• _Your assignment_: Reproduce the full listing that appears beneath this instruction exactly.

[Opening Data shown section]

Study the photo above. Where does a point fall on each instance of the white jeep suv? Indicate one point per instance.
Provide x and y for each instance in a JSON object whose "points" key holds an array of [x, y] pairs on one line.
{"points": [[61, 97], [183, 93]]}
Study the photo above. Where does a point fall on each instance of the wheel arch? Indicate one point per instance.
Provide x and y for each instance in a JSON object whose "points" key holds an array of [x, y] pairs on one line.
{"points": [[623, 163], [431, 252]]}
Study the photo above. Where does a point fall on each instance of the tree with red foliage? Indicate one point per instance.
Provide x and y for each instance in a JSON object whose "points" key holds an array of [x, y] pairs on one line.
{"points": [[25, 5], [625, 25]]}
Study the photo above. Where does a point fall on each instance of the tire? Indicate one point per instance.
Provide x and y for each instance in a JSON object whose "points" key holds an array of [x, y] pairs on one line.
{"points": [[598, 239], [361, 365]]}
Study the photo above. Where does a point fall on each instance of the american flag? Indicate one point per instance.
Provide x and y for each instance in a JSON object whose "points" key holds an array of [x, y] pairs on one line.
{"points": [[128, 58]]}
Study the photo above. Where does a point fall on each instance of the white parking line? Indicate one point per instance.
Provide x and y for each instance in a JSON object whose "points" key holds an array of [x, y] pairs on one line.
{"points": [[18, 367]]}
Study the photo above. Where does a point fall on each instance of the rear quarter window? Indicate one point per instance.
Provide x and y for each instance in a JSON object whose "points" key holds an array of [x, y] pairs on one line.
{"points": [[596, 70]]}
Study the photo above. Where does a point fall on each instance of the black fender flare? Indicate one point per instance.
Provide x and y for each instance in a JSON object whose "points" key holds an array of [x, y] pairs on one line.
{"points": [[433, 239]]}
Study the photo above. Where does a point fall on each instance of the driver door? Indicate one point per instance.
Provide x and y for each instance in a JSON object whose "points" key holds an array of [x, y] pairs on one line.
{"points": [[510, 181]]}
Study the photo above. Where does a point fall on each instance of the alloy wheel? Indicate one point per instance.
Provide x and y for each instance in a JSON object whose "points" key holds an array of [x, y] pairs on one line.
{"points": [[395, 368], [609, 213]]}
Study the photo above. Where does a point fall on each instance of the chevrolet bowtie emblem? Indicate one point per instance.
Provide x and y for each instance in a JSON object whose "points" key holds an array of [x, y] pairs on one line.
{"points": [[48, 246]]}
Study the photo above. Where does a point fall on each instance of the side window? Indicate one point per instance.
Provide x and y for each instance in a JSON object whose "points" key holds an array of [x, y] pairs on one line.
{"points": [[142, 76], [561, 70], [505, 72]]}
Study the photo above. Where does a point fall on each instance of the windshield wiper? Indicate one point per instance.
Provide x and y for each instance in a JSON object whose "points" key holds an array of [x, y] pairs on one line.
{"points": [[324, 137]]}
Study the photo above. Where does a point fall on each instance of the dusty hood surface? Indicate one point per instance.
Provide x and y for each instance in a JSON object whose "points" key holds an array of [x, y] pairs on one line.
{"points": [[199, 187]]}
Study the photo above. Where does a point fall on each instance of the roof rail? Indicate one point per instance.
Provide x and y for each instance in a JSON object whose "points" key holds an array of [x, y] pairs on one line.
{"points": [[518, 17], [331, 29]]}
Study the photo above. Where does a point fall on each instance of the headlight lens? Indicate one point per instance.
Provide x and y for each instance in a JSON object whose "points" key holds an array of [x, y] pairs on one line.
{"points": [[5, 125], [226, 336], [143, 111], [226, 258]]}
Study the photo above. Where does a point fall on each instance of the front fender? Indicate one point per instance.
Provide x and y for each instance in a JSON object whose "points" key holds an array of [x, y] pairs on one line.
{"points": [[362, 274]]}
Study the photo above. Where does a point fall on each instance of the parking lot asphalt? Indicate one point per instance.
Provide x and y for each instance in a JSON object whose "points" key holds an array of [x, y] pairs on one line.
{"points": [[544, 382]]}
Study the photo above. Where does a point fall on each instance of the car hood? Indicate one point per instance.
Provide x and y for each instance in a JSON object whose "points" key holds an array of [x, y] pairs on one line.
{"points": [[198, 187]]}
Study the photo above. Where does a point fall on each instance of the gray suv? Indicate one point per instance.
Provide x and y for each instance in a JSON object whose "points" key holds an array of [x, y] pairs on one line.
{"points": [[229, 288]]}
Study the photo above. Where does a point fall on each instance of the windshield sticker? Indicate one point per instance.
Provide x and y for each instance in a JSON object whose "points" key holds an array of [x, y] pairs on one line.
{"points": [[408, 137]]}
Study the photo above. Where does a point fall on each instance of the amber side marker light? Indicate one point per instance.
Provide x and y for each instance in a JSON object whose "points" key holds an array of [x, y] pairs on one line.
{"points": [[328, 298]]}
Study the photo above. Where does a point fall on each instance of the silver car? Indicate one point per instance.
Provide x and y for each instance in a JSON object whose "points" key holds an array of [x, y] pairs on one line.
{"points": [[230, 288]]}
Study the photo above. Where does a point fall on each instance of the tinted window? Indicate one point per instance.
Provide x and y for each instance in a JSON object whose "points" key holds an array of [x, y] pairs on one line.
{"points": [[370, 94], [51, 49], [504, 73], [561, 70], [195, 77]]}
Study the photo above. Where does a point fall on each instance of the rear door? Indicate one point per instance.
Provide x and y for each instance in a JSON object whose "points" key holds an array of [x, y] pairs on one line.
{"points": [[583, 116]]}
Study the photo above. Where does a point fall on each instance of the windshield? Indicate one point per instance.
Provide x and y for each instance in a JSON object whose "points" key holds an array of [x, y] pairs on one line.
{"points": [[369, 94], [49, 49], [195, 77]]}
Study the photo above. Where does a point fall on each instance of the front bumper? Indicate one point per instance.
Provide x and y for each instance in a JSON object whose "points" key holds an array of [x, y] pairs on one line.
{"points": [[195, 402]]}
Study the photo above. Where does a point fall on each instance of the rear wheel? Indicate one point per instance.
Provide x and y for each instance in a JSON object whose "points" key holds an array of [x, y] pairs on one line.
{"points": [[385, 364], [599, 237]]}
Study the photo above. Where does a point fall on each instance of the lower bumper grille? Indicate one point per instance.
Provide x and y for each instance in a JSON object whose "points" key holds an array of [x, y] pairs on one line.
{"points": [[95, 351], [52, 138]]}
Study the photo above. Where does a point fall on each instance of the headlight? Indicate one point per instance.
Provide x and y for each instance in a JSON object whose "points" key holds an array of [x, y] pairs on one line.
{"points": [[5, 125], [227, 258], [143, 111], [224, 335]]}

[Closing Data shown section]

• _Task result_:
Study the photo above. Where does a point fall on each instance of the white jeep suv? Indicate one point per instance.
Provide x and y for each instance in a JSON object whose "points" key holds an array of [x, y] pairs on one line.
{"points": [[61, 97], [183, 93]]}
Study the photo above. Where does a point fall on each instance of the wheel arch? Indicate one point per instance.
Provide x and y for each instance in a JSON object whose "points" key holds an array of [x, y] pairs on one line.
{"points": [[623, 163], [431, 252]]}
Study the photo above. Where does a point fall on each instance of the tree with red foliage? Indicate one point per instance.
Provide x and y for each instance in a JSON object whose "points" key holds an array of [x, y] pairs on one line.
{"points": [[25, 5], [625, 25]]}
Study the photo above. Where does a point fall on each instance of the tire? Indicate one point per instance.
Provide x and y for each instance in a JSON object whose "points" key holds an array of [x, y] pairs on one line.
{"points": [[598, 239], [361, 365]]}
Study the photo above. Where does a point fall on each instance of the american flag? Indicate one point per instance.
Provide x and y for each instance in a JSON object whose "points" key holds an array of [x, y] pairs on one line.
{"points": [[128, 58]]}
Study the photo above. Where does a point fall on each instance of the white parking line? Indicate one point per instance.
Provide x and y for each instance in a JSON object whose "points" key holds an array of [x, y] pairs on one line.
{"points": [[18, 367]]}
Study the photo above. Where does a point fall on each instance of the rear quarter window? Indicate one point per instance.
Provide x and y for each instance in a JSON object whose "points" key holds an array of [x, y] pairs on one line.
{"points": [[596, 70]]}
Study the photo above. Where does a point fall on each instance of the black fender flare? Indicate one point per instance.
Provide x and y for each instance in a JSON object whose "points" key holds an array of [x, y] pairs on one line.
{"points": [[433, 239]]}
Study the photo above. Where does a point fall on each instance of the driver door? Indicate one point per instance.
Provide x and y for each instance in a JSON object whose "points" key holds an array of [x, y] pairs on one line.
{"points": [[510, 181]]}
Study the photo above. Where does a point fall on each instance of the alloy wheel? Indicate one point per instance.
Provide x and y for each instance in a JSON object whose "points" key holds an array of [x, y] pairs on one line.
{"points": [[395, 368], [609, 213]]}
Study the photo above. Where does a point fall on each instance of the chevrolet bowtie emblem? Indicate one point per instance.
Provide x and y for each instance in a JSON object whose "points" key holds an array of [x, y] pairs on one line.
{"points": [[48, 246]]}
Study the photo above. Where does a point fall on each instance of the side window? Indicate one point per instance.
Provide x and y for each instance in a JSON object whose "points" key holds an array of [x, y] pairs on one line.
{"points": [[142, 76], [561, 70], [505, 72]]}
Study the photo above. Where does a point fall on each instance of the windshield wiper? Indicate one point per instance.
Provide x and y for each instance in a JSON object whose "points" key holds an array of [x, y] pairs on one line.
{"points": [[324, 137]]}
Study the photo above. Where does a point fall on each instance of the dusty hood surface? Indicate one point per instance.
Provide x and y for each instance in a JSON object whose "points" key holds an array of [x, y] pairs on one line.
{"points": [[199, 187]]}
Study the photo above. Where does a point fall on each instance of the roof rail? Indicate one point per instance.
Provide x and y for each instance in a JSON object whose "points" key holds an array of [x, y] pairs on one line.
{"points": [[518, 17], [331, 29]]}
Study the photo above. Where does a point fall on each instance of the headlight lens? Indicate one point per instance.
Provide x and y for each instance in a JSON object whose "points" key holds an array of [x, y] pairs on one line.
{"points": [[5, 125], [226, 336], [143, 111], [226, 258]]}
Study the photo above. Where does a point fall on each instance of the front fender? Indicate one point per instance.
Provide x and y for each instance in a JSON object whose "points" key holds an array of [x, y] pairs on one line.
{"points": [[362, 274]]}
Study the photo above. Where does a point fall on each instance of the parking lot asphalt? Indicate one point per instance.
Provide x and y for each instance in a JSON object whose "points" key holds an array of [x, y] pairs on one line.
{"points": [[544, 382]]}
Study the photo above. Where does a point fall on each instance of the car hood? Indicate one point per instance.
Provide x and y for each instance in a JSON object whose "points" key holds an array of [x, y] pairs on one line.
{"points": [[198, 187]]}
Study the photo above. Where does a point fall on each instance of the gray suv? Indicate one point per instance.
Provide x and y for each instance in a JSON object whose "points" key holds an array of [x, y] pairs on one line.
{"points": [[229, 288]]}
Study the photo above. Where does a point fall on each instance of the windshield sticker? Indicate one point per instance.
Provide x and y for each instance in a JSON object whose "points" key holds an array of [x, y] pairs on one line.
{"points": [[408, 137]]}
Study the photo above. Where does a point fall on each instance of the amber side marker light? Indicate one point per instance.
Provide x and y for each instance in a JSON object whose "points" key holds an array of [x, y] pairs on one line.
{"points": [[328, 298]]}
Study the photo above. Where does a point fall on each instance of the silver car? Indicate one point per instance.
Provide x and y for each instance in a JSON object whose "points" key holds an array of [x, y] pairs on one line.
{"points": [[230, 288]]}
Study the photo above. Where does a point fall on each instance of the tinted window? Indicate one point per instance.
Provide x and y for each instance in a JSON object whose "points" key holds an array of [x, y] pairs on one line.
{"points": [[370, 94], [51, 49], [504, 73], [561, 70], [195, 77]]}
Study the photo above. Where does a point fall on each instance of the rear door? Indicate one point per instance.
Provide x and y for each instance in a JSON object whose "points" key holds an array of [x, y] pairs on one line.
{"points": [[583, 116]]}
Study the photo above. Where does a point fall on each instance of the windshield? Indicate one point per instance.
Provide x and y for each instance in a JSON object whose "points" key holds an array of [x, y] pairs on one line.
{"points": [[369, 94], [49, 49], [195, 77]]}
Study the photo above. Where does a point fall on each instance of the front bumper? Indicate one point per instance.
Provide x and y for each instance in a JSON object whose "points" key holds an array of [x, y] pairs on one line.
{"points": [[195, 402]]}
Study the photo above. Where does a point fall on each instance of the rear wheel? Indicate one point per instance.
Provide x and y for each instance in a JSON object whose "points" key holds an array of [x, y] pairs on one line.
{"points": [[385, 364], [599, 237]]}
Study the photo above. Where does a point fall on each instance of the lower bumper grille? Indicate one point per instance.
Provide x and y for each instance in a JSON object whose "points" key holds an array of [x, y] pairs on one line.
{"points": [[95, 351], [52, 138]]}
Study the photo above. Where does a point fall on each instance of the headlight? Indicate one point per instance.
Provide x and y for each instance in a JSON object whose "points" key holds an array of [x, y] pairs on one line.
{"points": [[5, 125], [227, 258], [143, 111], [224, 335]]}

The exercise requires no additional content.